JOB
Collect every line in the items below that contains the word "police", and copy each line out. Capital and small letters must match.

>>>

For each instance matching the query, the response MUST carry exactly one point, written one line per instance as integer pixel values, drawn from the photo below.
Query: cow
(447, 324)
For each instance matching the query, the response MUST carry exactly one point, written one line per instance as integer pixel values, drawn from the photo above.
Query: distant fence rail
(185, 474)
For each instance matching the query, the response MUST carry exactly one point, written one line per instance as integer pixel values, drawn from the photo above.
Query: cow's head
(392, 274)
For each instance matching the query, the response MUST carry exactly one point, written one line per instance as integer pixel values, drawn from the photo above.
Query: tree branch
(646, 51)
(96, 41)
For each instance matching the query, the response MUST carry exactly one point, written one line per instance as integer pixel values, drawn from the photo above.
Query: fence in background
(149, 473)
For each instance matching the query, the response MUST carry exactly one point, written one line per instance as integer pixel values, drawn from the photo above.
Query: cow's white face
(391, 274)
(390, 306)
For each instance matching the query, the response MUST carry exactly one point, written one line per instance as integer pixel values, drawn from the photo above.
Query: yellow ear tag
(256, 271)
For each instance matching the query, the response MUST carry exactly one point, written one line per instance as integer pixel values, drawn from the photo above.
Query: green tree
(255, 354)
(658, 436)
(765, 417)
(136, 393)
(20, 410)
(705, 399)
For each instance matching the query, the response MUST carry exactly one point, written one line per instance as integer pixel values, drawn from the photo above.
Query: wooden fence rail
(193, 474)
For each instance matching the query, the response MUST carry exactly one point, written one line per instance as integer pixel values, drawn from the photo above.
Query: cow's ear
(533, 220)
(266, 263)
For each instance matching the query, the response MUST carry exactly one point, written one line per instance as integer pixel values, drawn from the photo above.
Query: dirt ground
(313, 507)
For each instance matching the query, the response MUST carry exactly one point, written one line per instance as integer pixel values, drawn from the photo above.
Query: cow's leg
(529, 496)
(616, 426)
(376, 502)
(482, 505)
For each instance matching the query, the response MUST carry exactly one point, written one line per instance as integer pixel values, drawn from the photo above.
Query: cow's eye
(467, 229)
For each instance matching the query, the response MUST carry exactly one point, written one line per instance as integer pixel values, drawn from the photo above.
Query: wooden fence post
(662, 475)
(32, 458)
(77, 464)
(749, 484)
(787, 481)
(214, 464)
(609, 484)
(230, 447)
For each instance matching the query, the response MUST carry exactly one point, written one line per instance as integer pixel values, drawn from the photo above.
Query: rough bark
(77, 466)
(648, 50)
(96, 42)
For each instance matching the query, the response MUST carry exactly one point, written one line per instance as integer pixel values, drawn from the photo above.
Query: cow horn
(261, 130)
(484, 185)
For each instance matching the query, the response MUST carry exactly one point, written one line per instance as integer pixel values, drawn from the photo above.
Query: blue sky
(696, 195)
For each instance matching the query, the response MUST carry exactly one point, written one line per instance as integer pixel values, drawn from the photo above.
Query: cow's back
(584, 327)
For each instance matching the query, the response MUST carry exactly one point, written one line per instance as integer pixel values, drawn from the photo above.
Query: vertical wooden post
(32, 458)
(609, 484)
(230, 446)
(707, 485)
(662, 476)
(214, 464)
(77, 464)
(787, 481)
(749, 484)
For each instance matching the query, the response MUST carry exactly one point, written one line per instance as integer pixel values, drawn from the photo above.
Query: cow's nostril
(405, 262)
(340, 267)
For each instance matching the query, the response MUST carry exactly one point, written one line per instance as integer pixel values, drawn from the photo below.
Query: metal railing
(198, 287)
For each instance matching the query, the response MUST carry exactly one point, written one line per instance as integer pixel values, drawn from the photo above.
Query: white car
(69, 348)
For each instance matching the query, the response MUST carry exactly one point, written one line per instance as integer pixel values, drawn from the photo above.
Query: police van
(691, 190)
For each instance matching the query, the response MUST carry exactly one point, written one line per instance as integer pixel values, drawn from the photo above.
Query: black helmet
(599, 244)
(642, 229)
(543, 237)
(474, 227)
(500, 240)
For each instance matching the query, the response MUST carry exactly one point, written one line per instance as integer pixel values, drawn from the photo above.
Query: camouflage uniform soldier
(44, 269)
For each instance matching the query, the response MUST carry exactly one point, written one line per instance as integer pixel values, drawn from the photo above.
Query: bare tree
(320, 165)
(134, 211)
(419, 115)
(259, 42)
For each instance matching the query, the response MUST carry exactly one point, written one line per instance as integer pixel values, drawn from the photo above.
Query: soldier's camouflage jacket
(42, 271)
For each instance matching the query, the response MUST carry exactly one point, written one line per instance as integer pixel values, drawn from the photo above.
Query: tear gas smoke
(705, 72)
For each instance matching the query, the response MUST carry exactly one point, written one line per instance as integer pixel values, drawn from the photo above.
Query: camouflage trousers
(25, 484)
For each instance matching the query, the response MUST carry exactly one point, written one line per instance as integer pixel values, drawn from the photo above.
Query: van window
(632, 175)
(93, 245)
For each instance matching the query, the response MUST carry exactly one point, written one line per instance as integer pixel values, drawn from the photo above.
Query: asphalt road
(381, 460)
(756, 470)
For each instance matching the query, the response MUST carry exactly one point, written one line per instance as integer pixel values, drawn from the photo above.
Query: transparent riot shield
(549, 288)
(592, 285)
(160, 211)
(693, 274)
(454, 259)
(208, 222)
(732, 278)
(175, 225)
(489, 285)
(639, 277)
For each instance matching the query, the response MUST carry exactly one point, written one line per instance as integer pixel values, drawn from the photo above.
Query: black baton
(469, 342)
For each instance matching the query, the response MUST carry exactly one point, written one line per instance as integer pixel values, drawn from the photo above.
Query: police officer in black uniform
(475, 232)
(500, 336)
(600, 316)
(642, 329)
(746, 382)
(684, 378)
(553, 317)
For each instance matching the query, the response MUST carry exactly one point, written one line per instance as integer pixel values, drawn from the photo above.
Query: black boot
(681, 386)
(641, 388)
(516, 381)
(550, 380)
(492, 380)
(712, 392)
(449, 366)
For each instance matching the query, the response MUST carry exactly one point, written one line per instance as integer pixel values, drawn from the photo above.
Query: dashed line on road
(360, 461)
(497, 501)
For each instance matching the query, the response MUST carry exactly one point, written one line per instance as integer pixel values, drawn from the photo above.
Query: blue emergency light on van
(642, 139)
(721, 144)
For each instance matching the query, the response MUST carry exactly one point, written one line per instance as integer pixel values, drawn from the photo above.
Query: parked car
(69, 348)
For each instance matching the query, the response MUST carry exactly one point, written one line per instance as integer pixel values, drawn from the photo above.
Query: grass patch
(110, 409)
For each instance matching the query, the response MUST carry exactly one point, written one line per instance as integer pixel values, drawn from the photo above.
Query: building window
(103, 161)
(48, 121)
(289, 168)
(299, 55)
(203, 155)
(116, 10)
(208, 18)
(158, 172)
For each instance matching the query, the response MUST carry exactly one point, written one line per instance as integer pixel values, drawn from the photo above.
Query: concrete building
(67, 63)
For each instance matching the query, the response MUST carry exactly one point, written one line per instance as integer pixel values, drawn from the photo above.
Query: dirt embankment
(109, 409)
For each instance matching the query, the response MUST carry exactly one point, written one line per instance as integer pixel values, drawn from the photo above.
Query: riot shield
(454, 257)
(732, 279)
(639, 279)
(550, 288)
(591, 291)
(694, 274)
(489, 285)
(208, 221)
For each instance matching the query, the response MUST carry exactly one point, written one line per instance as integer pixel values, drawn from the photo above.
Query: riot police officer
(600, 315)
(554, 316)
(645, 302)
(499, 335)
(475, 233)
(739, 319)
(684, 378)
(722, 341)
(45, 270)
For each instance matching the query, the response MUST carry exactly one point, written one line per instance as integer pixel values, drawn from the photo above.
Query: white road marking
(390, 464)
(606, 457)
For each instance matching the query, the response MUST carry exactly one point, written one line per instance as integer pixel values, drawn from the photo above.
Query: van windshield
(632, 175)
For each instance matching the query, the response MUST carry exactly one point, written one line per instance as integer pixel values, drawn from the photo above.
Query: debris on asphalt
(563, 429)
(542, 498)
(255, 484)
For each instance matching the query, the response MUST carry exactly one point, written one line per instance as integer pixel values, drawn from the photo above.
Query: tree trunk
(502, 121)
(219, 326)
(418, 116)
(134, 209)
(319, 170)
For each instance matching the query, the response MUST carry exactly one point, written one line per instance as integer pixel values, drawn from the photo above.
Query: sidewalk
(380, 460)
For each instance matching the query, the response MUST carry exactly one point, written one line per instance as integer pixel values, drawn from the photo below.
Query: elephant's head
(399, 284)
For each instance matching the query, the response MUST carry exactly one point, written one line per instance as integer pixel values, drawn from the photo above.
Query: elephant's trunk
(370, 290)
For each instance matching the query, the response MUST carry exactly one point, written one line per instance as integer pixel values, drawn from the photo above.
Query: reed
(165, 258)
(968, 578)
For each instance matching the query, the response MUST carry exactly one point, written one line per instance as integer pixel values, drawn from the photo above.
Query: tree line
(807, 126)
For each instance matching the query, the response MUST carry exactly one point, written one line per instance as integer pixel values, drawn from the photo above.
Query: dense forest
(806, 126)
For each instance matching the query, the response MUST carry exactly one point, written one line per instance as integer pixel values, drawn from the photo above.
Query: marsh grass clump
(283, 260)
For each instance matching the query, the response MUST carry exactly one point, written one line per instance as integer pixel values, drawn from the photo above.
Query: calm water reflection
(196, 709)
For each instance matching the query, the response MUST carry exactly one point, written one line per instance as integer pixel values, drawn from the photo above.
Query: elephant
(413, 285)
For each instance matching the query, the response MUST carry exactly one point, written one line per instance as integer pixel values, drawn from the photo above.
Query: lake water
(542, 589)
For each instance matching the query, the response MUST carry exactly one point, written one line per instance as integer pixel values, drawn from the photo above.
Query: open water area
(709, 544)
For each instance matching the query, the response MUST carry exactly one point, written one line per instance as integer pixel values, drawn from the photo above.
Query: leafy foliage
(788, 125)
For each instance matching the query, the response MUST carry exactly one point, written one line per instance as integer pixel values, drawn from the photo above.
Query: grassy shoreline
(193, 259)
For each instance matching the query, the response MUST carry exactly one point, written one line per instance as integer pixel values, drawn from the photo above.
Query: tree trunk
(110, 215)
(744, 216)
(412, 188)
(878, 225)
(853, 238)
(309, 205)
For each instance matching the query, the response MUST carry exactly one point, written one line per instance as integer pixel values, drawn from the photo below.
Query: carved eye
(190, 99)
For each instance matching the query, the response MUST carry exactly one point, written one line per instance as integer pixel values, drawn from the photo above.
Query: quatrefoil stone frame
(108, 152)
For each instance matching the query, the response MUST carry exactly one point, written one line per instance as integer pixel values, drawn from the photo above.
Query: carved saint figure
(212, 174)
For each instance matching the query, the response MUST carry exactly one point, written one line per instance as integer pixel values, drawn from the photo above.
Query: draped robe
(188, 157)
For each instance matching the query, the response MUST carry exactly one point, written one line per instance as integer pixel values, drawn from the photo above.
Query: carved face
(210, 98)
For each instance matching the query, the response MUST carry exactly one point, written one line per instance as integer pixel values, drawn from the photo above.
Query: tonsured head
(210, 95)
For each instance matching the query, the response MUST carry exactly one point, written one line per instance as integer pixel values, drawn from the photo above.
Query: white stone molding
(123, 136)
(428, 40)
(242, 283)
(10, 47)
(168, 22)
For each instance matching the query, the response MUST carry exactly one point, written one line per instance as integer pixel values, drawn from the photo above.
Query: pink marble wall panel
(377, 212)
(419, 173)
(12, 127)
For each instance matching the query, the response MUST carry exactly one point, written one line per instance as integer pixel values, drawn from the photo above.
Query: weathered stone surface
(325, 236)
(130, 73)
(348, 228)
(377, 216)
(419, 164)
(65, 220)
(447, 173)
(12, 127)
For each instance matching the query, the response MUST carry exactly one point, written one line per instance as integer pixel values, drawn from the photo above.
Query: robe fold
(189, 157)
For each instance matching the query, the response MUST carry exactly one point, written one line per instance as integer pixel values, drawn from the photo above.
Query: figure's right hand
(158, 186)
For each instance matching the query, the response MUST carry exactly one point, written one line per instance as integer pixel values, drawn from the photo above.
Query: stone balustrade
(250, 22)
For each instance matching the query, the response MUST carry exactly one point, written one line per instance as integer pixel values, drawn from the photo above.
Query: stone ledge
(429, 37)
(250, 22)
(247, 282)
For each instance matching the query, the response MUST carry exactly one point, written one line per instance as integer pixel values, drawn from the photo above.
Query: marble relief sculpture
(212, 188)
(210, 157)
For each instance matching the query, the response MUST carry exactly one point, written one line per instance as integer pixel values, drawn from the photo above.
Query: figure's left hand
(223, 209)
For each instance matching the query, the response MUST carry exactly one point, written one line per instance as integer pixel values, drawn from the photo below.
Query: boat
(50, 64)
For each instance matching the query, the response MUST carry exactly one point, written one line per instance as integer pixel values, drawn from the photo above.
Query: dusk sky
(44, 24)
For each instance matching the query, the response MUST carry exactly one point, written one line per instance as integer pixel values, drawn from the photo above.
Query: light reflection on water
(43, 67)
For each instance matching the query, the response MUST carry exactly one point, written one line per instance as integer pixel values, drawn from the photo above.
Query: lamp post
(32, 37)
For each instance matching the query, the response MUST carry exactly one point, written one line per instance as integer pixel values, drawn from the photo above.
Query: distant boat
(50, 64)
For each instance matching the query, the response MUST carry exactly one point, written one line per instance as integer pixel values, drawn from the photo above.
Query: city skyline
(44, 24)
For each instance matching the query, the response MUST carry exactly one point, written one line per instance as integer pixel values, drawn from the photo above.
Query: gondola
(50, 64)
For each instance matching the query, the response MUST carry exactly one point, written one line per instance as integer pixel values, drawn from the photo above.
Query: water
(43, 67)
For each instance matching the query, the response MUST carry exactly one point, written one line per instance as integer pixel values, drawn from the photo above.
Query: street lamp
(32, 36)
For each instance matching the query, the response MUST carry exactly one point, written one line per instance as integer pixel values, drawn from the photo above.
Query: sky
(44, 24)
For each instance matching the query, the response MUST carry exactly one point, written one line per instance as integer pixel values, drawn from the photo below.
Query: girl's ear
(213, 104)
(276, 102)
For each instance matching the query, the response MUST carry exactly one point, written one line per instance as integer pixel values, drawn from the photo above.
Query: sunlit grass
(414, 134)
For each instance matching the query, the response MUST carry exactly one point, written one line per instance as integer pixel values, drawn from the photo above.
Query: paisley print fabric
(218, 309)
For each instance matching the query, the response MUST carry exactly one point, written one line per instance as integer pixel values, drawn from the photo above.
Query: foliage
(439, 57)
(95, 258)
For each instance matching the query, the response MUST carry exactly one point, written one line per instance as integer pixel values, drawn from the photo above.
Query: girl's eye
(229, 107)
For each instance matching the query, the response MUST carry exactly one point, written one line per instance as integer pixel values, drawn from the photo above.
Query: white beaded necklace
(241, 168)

<<<

SOLUTION TO THIS TASK
Query: police van
Query: police officer in black uniform
Query: riot police officer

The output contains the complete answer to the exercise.